Pointing and labeling entries

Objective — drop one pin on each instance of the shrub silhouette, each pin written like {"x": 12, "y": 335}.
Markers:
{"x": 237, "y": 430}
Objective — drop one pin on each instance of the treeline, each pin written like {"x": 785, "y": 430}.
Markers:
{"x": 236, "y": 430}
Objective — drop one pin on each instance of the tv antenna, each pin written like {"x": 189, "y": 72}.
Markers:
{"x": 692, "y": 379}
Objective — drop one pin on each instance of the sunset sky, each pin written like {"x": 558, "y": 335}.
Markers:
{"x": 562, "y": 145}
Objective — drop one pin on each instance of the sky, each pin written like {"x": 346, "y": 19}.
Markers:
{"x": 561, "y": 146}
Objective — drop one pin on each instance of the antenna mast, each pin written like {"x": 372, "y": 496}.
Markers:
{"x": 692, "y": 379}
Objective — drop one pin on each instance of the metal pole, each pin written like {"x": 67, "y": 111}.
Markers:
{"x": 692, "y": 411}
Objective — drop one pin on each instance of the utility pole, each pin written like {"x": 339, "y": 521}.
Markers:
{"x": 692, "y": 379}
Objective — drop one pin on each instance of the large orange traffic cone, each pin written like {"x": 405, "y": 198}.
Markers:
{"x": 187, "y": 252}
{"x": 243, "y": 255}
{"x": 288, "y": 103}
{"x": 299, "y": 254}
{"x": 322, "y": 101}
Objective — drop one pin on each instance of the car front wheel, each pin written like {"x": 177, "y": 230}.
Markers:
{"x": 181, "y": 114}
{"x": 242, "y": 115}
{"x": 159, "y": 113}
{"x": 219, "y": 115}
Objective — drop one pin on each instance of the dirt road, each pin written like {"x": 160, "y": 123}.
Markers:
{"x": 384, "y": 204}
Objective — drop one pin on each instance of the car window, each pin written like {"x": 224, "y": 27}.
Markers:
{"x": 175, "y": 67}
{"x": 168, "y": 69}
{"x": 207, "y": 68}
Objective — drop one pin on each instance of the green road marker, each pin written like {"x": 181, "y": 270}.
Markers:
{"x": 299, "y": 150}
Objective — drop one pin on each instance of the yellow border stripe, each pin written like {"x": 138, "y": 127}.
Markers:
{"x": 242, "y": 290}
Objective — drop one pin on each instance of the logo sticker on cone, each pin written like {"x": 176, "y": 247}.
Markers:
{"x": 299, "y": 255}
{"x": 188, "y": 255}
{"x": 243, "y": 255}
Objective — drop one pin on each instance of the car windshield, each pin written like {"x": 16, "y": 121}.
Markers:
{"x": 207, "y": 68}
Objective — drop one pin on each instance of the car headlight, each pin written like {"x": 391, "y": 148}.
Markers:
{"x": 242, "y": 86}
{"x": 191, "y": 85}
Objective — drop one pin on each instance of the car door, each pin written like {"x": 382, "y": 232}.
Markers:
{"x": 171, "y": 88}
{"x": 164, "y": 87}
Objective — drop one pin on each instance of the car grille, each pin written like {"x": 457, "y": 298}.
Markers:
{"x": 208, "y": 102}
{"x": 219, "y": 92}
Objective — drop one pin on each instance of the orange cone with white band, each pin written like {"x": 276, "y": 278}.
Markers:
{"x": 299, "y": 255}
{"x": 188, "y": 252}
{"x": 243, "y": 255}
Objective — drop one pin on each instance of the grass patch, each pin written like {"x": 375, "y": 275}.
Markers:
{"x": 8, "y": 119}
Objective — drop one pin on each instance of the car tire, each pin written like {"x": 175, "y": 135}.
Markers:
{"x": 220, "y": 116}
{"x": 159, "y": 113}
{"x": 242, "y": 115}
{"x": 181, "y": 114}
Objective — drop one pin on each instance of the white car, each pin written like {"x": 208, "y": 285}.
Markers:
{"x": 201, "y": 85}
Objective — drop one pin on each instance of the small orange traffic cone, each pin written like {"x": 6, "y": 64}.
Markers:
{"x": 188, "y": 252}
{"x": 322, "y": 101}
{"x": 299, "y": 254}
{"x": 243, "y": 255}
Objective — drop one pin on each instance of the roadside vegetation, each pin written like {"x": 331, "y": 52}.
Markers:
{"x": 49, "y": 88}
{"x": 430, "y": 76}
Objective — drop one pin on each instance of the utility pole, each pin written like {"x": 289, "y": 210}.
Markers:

• What is required
Go through all the records and swap "drop one pin" for "place one dot" wherever it appears, changing nothing else.

• Output of the exercise
Objective — place one dot on each instance of the shrub silhouette, each pin written like {"x": 12, "y": 335}.
Markers:
{"x": 237, "y": 430}
Objective — place one dot on each instance of the treeline, each pin written like {"x": 785, "y": 430}.
Markers:
{"x": 236, "y": 430}
Objective — place one dot on each instance of the tv antenna, each pin written like {"x": 189, "y": 72}.
Markers:
{"x": 692, "y": 379}
Objective — place one dot on each instance of the sunset sky, each pin written like {"x": 558, "y": 335}.
Markers:
{"x": 562, "y": 145}
Objective — place one dot on each instance of the sky, each pin written like {"x": 346, "y": 19}.
Markers:
{"x": 561, "y": 146}
Objective — place one dot on each instance of the antenna mast, each pin written like {"x": 372, "y": 496}.
Markers:
{"x": 692, "y": 379}
Objective — place one dot on each instance of the metal pole, each pin written like {"x": 67, "y": 111}.
Markers:
{"x": 692, "y": 411}
Objective — place one dot on each instance of the utility pole, each pin written like {"x": 339, "y": 521}.
Markers:
{"x": 692, "y": 379}
Objective — place one dot on each instance of the large orange traffic cone, each pin written like {"x": 405, "y": 198}.
Markers:
{"x": 187, "y": 252}
{"x": 243, "y": 255}
{"x": 288, "y": 103}
{"x": 299, "y": 254}
{"x": 322, "y": 101}
Objective — place one dot on each instance of the car front wheel, each pin written like {"x": 177, "y": 230}.
Markers:
{"x": 181, "y": 114}
{"x": 242, "y": 115}
{"x": 159, "y": 113}
{"x": 219, "y": 115}
Objective — place one dot on each instance of the dirt road, each pin written like {"x": 160, "y": 123}.
Markers:
{"x": 384, "y": 204}
Objective — place one dot on each instance of the car window, each pin written like {"x": 224, "y": 27}.
Markers:
{"x": 175, "y": 67}
{"x": 168, "y": 69}
{"x": 207, "y": 68}
Objective — place one dot on each instance of the green road marker, each pin written like {"x": 181, "y": 270}.
Markers:
{"x": 299, "y": 150}
Objective — place one dot on each instance of the yellow border stripe, each pin written like {"x": 138, "y": 127}.
Markers:
{"x": 242, "y": 290}
Objective — place one dot on each instance of the logo sticker on cone, each pin written like {"x": 176, "y": 247}.
Markers:
{"x": 299, "y": 255}
{"x": 188, "y": 255}
{"x": 243, "y": 255}
Objective — place one dot on each instance of the car windshield, each pin written like {"x": 16, "y": 121}.
Markers:
{"x": 207, "y": 68}
Objective — place one dot on each instance of the car headlight, each pin written like {"x": 391, "y": 148}.
Markers:
{"x": 242, "y": 86}
{"x": 191, "y": 85}
Objective — place one dot on each instance of the car door, each pin written like {"x": 382, "y": 232}.
Markers:
{"x": 171, "y": 88}
{"x": 164, "y": 87}
Objective — place one dot on each instance of the car grille, each pin written like {"x": 457, "y": 298}.
Markers:
{"x": 208, "y": 102}
{"x": 219, "y": 92}
Objective — place one dot on each instance of the orange cone with white band, each pin written like {"x": 276, "y": 278}.
Markers:
{"x": 299, "y": 255}
{"x": 188, "y": 252}
{"x": 243, "y": 255}
Objective — place one dot on each instance of the grass patch, each pin written like {"x": 375, "y": 275}.
Markers:
{"x": 8, "y": 119}
Objective — place one dot on each instance of the car tire, each pin written like {"x": 175, "y": 135}.
Markers:
{"x": 220, "y": 116}
{"x": 159, "y": 113}
{"x": 242, "y": 115}
{"x": 181, "y": 114}
Objective — place one dot on each instance of the white car, each pin written like {"x": 208, "y": 285}.
Markers:
{"x": 201, "y": 85}
Objective — place one dot on each instance of the small orange traffic cone, each pin written like {"x": 6, "y": 64}.
Markers:
{"x": 188, "y": 252}
{"x": 322, "y": 101}
{"x": 299, "y": 254}
{"x": 243, "y": 255}
Objective — place one dot on each instance of the roadside vegetation, each pin written like {"x": 331, "y": 52}.
Markers:
{"x": 49, "y": 88}
{"x": 430, "y": 76}
Objective — place one dot on each instance of the utility pole, each pin written like {"x": 289, "y": 210}.
Markers:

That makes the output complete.